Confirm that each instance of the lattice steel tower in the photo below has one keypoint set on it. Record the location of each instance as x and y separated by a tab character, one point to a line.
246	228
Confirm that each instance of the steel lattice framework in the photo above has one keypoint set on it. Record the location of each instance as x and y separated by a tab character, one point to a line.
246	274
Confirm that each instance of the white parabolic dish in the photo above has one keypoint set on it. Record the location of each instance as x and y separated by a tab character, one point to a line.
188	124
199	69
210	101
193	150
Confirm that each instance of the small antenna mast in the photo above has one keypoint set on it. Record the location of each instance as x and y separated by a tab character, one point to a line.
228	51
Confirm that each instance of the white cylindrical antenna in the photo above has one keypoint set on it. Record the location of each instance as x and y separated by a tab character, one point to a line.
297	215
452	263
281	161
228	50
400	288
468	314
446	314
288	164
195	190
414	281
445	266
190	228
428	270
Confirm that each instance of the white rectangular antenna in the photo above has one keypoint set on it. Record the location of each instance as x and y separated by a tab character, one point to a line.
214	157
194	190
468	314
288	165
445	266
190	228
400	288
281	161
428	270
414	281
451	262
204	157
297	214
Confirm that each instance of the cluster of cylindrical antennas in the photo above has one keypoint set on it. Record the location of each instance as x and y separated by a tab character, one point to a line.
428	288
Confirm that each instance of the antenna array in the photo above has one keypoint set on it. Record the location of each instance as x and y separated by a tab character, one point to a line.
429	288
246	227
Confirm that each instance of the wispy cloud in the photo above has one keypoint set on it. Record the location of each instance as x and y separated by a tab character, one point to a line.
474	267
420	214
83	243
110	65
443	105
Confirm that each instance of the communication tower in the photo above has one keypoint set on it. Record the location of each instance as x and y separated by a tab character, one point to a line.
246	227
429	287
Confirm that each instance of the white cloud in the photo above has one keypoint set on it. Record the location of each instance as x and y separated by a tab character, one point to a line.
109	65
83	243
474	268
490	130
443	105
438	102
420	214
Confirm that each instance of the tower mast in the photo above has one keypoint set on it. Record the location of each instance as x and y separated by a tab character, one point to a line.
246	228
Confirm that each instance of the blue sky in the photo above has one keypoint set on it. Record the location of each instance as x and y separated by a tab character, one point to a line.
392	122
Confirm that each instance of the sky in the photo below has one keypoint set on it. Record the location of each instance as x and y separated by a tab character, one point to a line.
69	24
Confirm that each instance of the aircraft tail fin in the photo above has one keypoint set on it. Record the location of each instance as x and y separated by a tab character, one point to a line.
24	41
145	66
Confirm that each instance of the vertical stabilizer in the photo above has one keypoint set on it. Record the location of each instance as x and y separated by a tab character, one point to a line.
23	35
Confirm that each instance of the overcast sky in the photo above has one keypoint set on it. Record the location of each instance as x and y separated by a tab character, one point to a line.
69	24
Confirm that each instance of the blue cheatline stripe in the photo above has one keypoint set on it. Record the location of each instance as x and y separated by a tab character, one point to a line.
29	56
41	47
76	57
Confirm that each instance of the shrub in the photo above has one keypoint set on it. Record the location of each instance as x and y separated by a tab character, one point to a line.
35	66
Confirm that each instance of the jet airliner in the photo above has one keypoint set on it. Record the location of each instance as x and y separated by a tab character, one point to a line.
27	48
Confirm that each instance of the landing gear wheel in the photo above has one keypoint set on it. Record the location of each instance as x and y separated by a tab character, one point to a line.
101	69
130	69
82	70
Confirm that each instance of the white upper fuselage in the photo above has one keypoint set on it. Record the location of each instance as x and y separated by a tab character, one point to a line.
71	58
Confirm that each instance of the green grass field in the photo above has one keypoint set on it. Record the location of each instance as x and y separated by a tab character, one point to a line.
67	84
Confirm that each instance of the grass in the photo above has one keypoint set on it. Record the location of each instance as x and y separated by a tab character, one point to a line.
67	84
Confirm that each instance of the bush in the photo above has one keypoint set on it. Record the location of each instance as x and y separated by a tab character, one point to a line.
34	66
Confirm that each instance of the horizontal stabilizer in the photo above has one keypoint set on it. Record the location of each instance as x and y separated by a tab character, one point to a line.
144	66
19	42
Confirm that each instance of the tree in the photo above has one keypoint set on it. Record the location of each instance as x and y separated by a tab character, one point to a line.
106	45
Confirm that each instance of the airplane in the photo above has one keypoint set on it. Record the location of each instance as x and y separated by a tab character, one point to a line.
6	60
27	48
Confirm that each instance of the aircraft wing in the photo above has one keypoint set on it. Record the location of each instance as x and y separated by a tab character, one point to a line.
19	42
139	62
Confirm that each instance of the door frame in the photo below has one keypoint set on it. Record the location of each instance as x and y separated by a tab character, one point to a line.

-------

WHAT TO DO:
The answer must restate all of the entries exactly.

ANSWER SPACE:
Confirm that each instance of the lattice steel tower in the photo below has one keypoint set on it. Record the location of each instance as x and y separated by a tab character, one point to a line.
246	228
Confirm that each instance of the steel lattice framework in the photo above has one keypoint set on it. Record the location of each instance as x and y separated by a tab character, one point to a line.
246	274
Confirm that each instance of the white parabolic dish in the photo above has one keypoint set on it. Record the location of each instance as x and y separated by a tab character, one point to a line.
188	124
199	69
210	101
193	150
Confirm that each instance of the small antenna mast in the photo above has one keypoint set on it. Record the location of each instance as x and y separated by a tab character, one point to a line.
228	51
Confirm that each instance of the white cylindrical antenna in the photo above has one keypoint set on it. Record the location of each instance as x and y separated by a tab character, one point to a line.
297	215
452	263
281	161
228	50
400	288
468	314
446	314
288	164
195	190
414	281
445	266
190	228
428	270
Confirm that each instance of the white rectangular antenna in the photo above has one keypoint set on it. Record the location of each instance as x and y separated by a tab character, one point to a line.
214	157
194	190
468	314
288	165
445	266
190	228
400	288
281	161
428	270
414	281
451	262
204	157
297	214
Confirm that each instance of the cluster of cylindrical antennas in the photo above has one keypoint set on it. Record the location of each instance as x and y separated by a tab character, one point to a line.
428	288
Confirm that each instance of the antenna array in the photo above has one keypoint set on it. Record the location of each instance as x and y separated by a tab character, one point to a line.
429	288
246	227
Confirm that each instance of the wispy cloud in the photo above has one keypoint set on it. Record the location of each instance as x and y separated by a tab character, one point to a line.
474	267
420	214
83	243
110	65
443	105
Confirm that each instance of the communication tower in the photo above has one keypoint set on it. Record the location of each instance as x and y separated by a tab character, one point to a line.
246	227
429	287
Confirm that each instance of the white cloud in the photo above has one keypoint set on it. Record the location of each instance as x and y separated by a tab character, one point to a line.
109	65
83	243
474	268
490	130
443	105
438	102
420	214
Confirm that each instance of the tower mast in the photo above has one keypoint set on it. Record the location of each instance as x and y separated by a tab character, one point to a line.
246	228
Confirm that each instance of the blue sky in the photo above has one keypoint set on it. Record the location of each instance as x and y separated by a tab character, one point to a line.
392	122
Confirm that each instance of the sky in the photo below has one keypoint set on it. Record the location of each instance as x and y separated by a tab character, one point to a line.
69	24
Confirm that each instance of the aircraft tail fin in the photo above has one keypoint set on it. Record the location of each instance as x and y separated by a tab character, one point to a line.
24	41
145	66
Confirm that each instance of the vertical stabilizer in the photo above has one keypoint set on it. Record the location of each instance as x and y separated by a tab character, one point to a line.
23	35
Confirm that each instance of the overcast sky in the photo above has one keypoint set on it. Record the location of each instance as x and y separated by a tab character, one point to a line.
69	24
Confirm that each instance of the blue cheatline stripe in the photo above has one keypoint set on it. Record the location of each instance as x and y separated by a tab character, one point to a line.
29	56
41	47
76	57
Confirm that each instance of the shrub in the photo above has one keypoint set on it. Record the location of each instance as x and y separated by a tab character, one point to a line.
35	66
Confirm that each instance of the jet airliner in the photo above has one keypoint set on it. Record the location of each instance as x and y separated by a tab character, one point to a line.
27	48
Confirm that each instance of the landing gear wheel in the photo above has one keypoint set on it. Record the location of each instance as x and y separated by a tab character, one point to a line.
101	69
130	69
82	70
Confirm that each instance of the white upper fuselage in the photo above has one keypoint set on it. Record the location of each instance as x and y separated by a tab character, one point to a line.
71	58
Confirm that each instance of the green grass field in the photo above has one keypoint set on it. Record the location of each instance as x and y separated by a tab character, one point to a line.
67	84
Confirm that each instance of the grass in the photo above has one keypoint set on it. Record the location of each instance as x and y separated by a tab character, one point to a line.
67	84
Confirm that each instance of the bush in the photo above has one keypoint set on it. Record the location of each instance as x and y separated by a tab character, one point to a line.
34	66
Confirm that each instance of the horizontal stabilizer in the photo above has one keypoint set on it. Record the location of each instance as x and y separated by a tab character, one point to a line.
144	66
19	42
Confirm that each instance of the tree in the photo above has one keypoint set on it. Record the location of each instance as x and y separated by a tab character, one point to a line.
106	45
Confirm that each instance of the airplane in the photo above has one keypoint set on it. Record the location of each instance as x and y separated by a tab character, one point to a line.
6	60
27	48
Confirm that each instance of the aircraft wing in the photo above has one keypoint set on it. Record the location of each instance as x and y separated by a tab character, one point to a line.
19	42
139	62
Confirm that each instance of the door frame in the photo below has one keypoint set on it. Record the location of each instance as x and y separated by a tab character, one point to a line.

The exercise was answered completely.